#### 課題の目的
本文抜粋で、書き手が導出を理解できなかったのは書籍の何ページか答えよ。

#### 本文抜粋

━━━━

岡野原大輔さんの著書、拡散モデル　データ生成技術の数理を読んでて, p70の導出がわかりませんでした.

条件付き確率の導出方法について, どなたかご教示頂けないでしょうか？

確率微分方程式が与えられているとする.

$d x = f (t) x d t + g (t) d w$

このときの, 一般解を求めよ.

$d x - f (t) x d t = g (t) d w (t)$

両辺に $\exp (- \int_{0}^{t} f (t) d t)$ をかける.

$\exp (- \int_{0}^{t} f (t) d t) d x - \exp (- \int_{0}^{t} f (t) d t) f (t) x d t = \exp (- \int_{0}^{t} f (t) d t) g (t) d w (t)$

伊藤の公式より,
$d (\exp (- \int_{0}^{t} f (t) d t) x) = \exp (- \int_{0}^{t} f (t) d t) d x - \exp (- \int_{0}^{t} f (t) d t) f (t) x d t$

よって,
$d (\exp (- \int_{0}^{t} f (t) d t) x) = \exp (- \int_{0}^{t} f (t) d t) g (t) d w (t)$

両辺を積分すると,
$\exp (- \int_{0}^{t} f (t) d t) x - x_{0} = \int_{0}^{t} \exp (- \int_{0}^{t} f (t) d t) g (t) d w (t)$

よって,
$x = x (0) \exp (\int_{0}^{t} f (t) d t) + \exp (\int_{0}^{t} f (t) d t) \int_{0}^{t} \exp (- \int_{0}^{t} f (t) d t) g (t) d w (t)$

確率微分方程式が与えられているとする.

$d x = f (t) x d t + g (t) d w$

このとき, 条件付き確率は,
$p (x (t) | x (0)) = N (s (t) x (0), s (t)^{2} σ (t)^{2} I)$

ただし,
$\begin{array}{rcl} s (t) & = & \exp (\int_{0}^{t} f (ξ) d ξ) \\ σ (t) & = & \sqrt{\int_{0}^{t} \frac{g (ξ)^{2}}{s (ξ)^{2}} d ξ} \end{array}$

である.

簡単のため, 1次元の場合について考える.

━━━━

#### 行一覧

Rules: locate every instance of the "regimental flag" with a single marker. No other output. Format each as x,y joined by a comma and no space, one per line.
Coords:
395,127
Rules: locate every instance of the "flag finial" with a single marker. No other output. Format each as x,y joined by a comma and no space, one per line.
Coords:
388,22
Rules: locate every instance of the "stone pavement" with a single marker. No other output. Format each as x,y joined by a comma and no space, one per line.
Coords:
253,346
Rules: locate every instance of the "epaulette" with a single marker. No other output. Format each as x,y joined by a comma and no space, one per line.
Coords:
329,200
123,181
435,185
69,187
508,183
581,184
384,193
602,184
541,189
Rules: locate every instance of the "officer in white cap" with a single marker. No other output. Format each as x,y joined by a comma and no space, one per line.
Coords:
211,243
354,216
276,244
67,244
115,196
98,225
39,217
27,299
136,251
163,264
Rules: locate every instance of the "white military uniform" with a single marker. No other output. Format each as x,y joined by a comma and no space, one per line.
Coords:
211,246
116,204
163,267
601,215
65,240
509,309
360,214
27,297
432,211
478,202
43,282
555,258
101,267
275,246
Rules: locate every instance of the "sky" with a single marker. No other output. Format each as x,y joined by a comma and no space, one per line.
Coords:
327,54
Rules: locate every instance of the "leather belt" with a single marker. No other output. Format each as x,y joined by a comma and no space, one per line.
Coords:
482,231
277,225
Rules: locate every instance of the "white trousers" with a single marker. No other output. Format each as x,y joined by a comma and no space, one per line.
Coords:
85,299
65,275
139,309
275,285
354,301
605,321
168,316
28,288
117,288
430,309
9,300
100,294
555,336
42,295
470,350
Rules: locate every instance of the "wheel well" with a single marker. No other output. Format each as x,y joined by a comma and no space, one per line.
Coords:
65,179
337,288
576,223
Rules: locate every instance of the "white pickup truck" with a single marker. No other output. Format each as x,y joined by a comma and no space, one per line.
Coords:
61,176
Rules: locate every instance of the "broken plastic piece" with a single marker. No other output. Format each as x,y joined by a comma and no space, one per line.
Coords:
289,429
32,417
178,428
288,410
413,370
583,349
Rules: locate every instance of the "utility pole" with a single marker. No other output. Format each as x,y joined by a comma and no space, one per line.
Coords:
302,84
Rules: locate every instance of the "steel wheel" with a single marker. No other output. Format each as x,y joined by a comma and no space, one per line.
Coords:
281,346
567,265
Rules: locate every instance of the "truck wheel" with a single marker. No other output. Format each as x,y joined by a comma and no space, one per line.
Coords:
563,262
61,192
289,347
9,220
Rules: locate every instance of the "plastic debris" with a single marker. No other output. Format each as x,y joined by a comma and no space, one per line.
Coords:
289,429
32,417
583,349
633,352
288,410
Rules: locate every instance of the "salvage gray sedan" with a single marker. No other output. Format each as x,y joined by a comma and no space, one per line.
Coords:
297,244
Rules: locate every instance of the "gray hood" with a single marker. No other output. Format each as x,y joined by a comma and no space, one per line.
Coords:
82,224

━━━━

#### 問題の解答
70ページ（p70）。